◆ **What to work on**:
[1] From the passage on detecting AI-written science papers, list every role it says chatbots can take in scientific writing.
[2] Resume the passage on detecting AI-written science papers, picking up after its final sentence.
*** Opening of Excerpt provided ***
Why it matters: AI-based plagiarism is becoming an increasingly annoying and dangerous phenomenon, especially for genuine science research publications. Many people (and researchers) are trying to develop a practical solution against this kind of troublesome pettiness, and a new approach seems to work particularly well for a specific kind of scientific papers.
ChatGPT is extremely good at faking man-made creative content, even though actual professionals are finding the chatbot to be pretty "sh*tty" and redundant as a writer. When it comes to scientific writing, however, chatbots can turn from simple nuisances or school cheating tools to actual threats against science and proper research practices.
Newly published research by scientists from the University of Kansas is proposing a potential solution for the AI-based plagiarism problem, boasting a pretty remarkable ability to distinguish actual human-made science writing from ChatGPT output "with over 99% accuracy." A result obviously achieved through AI algorithms and a specifically trained language model.
*** Close of Excerpt provided ***
*** Opening of Given entries ***
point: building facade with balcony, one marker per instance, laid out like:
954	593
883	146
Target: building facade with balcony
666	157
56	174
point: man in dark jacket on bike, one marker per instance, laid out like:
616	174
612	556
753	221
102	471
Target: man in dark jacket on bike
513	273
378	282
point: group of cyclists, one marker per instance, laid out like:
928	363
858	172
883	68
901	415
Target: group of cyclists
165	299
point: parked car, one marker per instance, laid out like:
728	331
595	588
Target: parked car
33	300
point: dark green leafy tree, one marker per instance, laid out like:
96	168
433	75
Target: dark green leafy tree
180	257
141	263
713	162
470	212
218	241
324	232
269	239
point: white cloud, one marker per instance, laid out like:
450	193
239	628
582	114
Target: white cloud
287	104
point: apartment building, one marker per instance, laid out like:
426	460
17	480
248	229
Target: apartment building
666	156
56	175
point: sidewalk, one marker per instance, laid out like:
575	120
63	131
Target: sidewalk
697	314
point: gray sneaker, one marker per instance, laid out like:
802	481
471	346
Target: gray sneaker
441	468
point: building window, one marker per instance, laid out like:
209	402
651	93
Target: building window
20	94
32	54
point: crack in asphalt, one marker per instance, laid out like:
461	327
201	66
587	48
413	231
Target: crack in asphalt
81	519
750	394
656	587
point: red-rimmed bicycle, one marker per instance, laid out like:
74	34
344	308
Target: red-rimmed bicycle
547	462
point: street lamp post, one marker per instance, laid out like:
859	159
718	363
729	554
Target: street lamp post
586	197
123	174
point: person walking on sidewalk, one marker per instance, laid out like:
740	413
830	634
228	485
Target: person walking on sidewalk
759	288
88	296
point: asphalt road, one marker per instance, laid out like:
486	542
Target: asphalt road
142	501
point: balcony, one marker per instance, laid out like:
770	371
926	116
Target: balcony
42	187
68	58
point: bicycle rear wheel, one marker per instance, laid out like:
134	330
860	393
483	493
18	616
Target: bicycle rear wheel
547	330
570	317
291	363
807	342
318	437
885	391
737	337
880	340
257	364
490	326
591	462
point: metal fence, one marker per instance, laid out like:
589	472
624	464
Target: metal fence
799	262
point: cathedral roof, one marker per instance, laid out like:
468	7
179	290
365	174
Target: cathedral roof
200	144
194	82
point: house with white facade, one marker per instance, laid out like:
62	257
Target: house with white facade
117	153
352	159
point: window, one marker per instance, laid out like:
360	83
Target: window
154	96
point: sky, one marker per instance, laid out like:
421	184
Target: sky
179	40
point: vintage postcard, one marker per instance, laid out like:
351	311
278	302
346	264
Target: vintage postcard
*** Close of Given entries ***
◆ **Expected results**:
[1] Simple nuisances, school cheating tools, and actual threats against science and proper research practices.

[2]
Chemistry professor Heather Desaire and colleagues are fighting AI with AI, and they are seemingly getting very good results in that respect: the researchers focused their efforts on "perspective" articles, a particular style of article published in scientific magazines to provide overviews of specific research topics.
The scientists chose 64 perspectives articles, on topics ranging from biology to physics, and then they asked ChatGPT to generate new paragraphs on the same research to put 128 "fake" articles together. The AI spat out 1,276 paragraphs, which were then used to train the language model chosen by researchers to try and classify AI-made text.
Two more datasets, one containing 30 real perspectives articles and the other with 60 papers generated by ChatGPT, were compiled to test the newly trained algorithm. And the algorithm seemingly passed the tests prepared by researchers with flying colors: the AI classifier was able to detect ChatGPT articles 100% of the time, while accuracy for detecting individual fake paragraphs dropped to 92%.
The scientists say that chatbots mangle textual contents by using a particular "writing" style, therefore, their "hand" could be identified in a pretty effective way. Human scientists tend to have a richer vocabulary, and write longer paragraphs containing more diverse words and punctuation marks. Furthermore, ChatGPT isn't exactly renowned for its precision level, and it tends to avoid providing specific figures or quoting other scientists names.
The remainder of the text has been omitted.